The longstanding debate between the social systemic approaches represented by Luhmann and Hejl continues. The real crux of the matter is the question of which portion(s) of autopoietic theory should be prioritized in addressing social phenomena. The formal aspects of autopoietic theory (e.g., organization, autopoiesis) dominate Luhmannian descriptions focusing on the enterprises as unit wholes. Luhmann's concentration on 'communications' masks the fact that his analysis ignores Maturana's account of languaging and excludes the individual interactors from consideration. The derivative phenomenological aspects of the theory (e.g., structural coupling, languaging) dominate Hejlian descriptions of enterprises as regularities emergent from networks of languaging actors.

Whitaker (1993) demarcates this duality in terms of Hejl's syn-referentiality versus a corresponding 'sys-referentiality' exhibited in the Luhmann approach. The differing foci in these two modes of observation / analysis (syn = constituent units composing a system S; sys = unit system S in an environment) are complementary in the sense that one sets its boundary of observation (its 'horizon', to borrow the hermeneutic term) where the other's ends. Because of this partitioning of perspective, there has been very little engagement between the two viewpoints, and the debate (at least in the literature) has the character of two conversants 'talking past one another'.

This issue of perspective is explicitly addressed by Varela (1979, p. 85) in discussing the fundamental cognitive act of distinction:

'...[T]he establishment of system boundaries is inescapably associated with what I shall call a cognitive point of view, that is, a particular set of presuppositions and attitudes, a perspective, or a frame in the sense of [Gregory] Bateson ... or [Erving] Goffman...; in particular, it is associated with some notion of value, or interest. It is also linked up with the cognitive capacities ... of the distinctor. Conversely, the distinctions made reveal the cognitive capabilities of the distinctor.'

In other words, the demarcation of a social system is contextualized with respect to the observer effecting the demarcation. In the context of the present discussion, such a position is 'given'. After all, the fundamental epistemological tenet of autopoietic theory is that: 'Everything said is said by an observer'. (Maturana & Varela, 1980, p. xix) It is an apparent conflict with this basic dictum that makes the sys-referential approach of Luhmann interesting but unconvincing from the strict viewpoint of Maturana and Varela's original work. How can a sys-referential approach apply a theory emphasizing an 'observer' to generate a view of social systems in which such 'observers' are irrelevant? The burden of proof must fall on sys-referential analysts to explain, if they can, just who it is that says (who can say) society is an autopoietic network of communications abstracted from communicators and devoid of observers. Until and unless this question is put to rest, the case for sys-referential application of autopoiesis to social systems must be considered not (yet) fully made.
┄┄┄┄┄┄┄┄┄┄┄┄┄┄┄┄┄┄┄┄
Tasks to complete:
1. List every person named in the excerpt on Luhmann and Hejl.
2. In the excerpt on Luhmann and Hejl, what term does Whitaker pair with Hejl's syn-referentiality to describe the Luhmann approach?
3. According to the excerpt on Luhmann and Hejl, why is Luhmann's sys-referential approach unconvincing from the strict viewpoint of Maturana and Varela's original work? Answer in one to three sentences.

Source data:
┄┄┄┄┄┄┄┄┄┄┄┄┄┄┄┄┄┄┄┄
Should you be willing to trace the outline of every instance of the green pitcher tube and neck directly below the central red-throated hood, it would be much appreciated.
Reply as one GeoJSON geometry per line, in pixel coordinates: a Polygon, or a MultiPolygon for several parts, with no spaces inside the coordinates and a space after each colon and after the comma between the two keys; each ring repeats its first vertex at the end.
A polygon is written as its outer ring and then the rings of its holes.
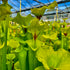
{"type": "MultiPolygon", "coordinates": [[[[34,40],[34,48],[36,48],[36,40],[34,40]]],[[[39,62],[36,58],[36,51],[33,51],[29,47],[29,70],[34,70],[38,66],[39,62]]]]}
┄┄┄┄┄┄┄┄┄┄┄┄┄┄┄┄┄┄┄┄
Numbered responses:
1. Luhmann, Hejl, Maturana, Whitaker, Varela, Gregory Bateson, Erving Goffman

2. 'Sys-referentiality'

3. It appears to conflict with the basic dictum of autopoietic theory that "Everything said is said by an observer." Luhmann's approach uses a theory that emphasizes an observer to produce a view of social systems in which observers are irrelevant.